** begin Material for this exercise **

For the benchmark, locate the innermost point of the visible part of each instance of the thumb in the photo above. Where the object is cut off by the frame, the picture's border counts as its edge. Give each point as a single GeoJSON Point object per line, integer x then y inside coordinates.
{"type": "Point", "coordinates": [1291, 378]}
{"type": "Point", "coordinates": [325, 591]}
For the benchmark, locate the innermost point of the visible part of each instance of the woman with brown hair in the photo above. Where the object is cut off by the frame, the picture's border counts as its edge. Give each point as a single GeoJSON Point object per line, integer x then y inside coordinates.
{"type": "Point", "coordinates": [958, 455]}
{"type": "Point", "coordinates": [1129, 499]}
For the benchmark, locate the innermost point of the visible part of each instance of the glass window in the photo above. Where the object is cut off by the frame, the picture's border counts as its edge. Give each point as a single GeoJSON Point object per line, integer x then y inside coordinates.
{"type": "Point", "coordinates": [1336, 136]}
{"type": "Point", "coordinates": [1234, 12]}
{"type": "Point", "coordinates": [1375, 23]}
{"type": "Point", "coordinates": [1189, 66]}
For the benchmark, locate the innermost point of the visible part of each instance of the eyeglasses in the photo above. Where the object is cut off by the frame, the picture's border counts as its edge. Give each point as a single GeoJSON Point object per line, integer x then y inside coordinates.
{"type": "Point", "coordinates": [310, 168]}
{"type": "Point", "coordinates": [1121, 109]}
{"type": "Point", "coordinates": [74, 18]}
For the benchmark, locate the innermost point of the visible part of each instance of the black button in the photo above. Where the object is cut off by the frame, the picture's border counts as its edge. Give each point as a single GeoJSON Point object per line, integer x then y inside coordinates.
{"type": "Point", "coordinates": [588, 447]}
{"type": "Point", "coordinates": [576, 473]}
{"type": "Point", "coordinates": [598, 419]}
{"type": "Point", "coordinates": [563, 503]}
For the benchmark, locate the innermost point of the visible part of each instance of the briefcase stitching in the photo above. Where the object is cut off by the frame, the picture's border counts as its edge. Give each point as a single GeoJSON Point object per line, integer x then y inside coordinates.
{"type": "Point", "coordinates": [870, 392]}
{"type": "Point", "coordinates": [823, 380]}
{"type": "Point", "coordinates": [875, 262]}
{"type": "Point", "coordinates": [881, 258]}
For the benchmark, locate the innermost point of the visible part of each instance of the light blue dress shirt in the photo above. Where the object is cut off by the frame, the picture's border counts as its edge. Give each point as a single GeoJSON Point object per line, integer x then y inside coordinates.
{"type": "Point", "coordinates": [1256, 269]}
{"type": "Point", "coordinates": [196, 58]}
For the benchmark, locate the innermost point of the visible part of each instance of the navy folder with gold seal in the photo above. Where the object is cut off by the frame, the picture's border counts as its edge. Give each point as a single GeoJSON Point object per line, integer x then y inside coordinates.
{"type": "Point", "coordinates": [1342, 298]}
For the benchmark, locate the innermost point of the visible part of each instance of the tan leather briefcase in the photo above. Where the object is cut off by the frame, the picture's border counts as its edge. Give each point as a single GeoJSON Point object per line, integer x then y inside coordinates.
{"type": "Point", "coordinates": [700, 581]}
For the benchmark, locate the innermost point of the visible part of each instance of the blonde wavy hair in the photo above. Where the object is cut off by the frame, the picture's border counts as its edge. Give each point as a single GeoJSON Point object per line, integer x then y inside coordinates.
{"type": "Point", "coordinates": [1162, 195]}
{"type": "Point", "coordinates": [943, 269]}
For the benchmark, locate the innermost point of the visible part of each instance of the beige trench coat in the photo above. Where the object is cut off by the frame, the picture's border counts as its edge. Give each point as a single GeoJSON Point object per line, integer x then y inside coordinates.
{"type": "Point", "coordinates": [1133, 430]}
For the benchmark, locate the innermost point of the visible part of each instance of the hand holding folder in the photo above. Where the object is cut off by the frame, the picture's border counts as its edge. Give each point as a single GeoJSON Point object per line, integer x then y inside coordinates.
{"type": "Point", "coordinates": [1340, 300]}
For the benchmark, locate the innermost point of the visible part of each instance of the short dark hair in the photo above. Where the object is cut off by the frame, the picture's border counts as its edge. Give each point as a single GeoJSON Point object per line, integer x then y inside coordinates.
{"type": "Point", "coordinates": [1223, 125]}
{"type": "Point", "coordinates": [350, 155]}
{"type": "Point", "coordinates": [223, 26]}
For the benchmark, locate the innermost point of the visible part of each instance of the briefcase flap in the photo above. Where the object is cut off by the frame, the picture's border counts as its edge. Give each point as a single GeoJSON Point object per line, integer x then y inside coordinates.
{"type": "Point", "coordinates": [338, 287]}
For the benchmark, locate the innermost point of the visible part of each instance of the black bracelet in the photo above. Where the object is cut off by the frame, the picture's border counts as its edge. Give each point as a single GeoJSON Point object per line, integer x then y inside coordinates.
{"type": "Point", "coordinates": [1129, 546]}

** end Material for this exercise **

What you are asked to do. Reproduce the data from the line containing "the black bracelet" through the end, switching "black bracelet" to "silver bracelet" and keeping everything else unchanged.

Solution below.
For the benchmark, locate the innermost point of the visible part of each instance of the silver bracelet in the photo above. Where the object is cut off by the frame, the picture's border counts as its edge. Give each point as a single GeoJSON Point object per line, integer x then y inside coordinates.
{"type": "Point", "coordinates": [1129, 546]}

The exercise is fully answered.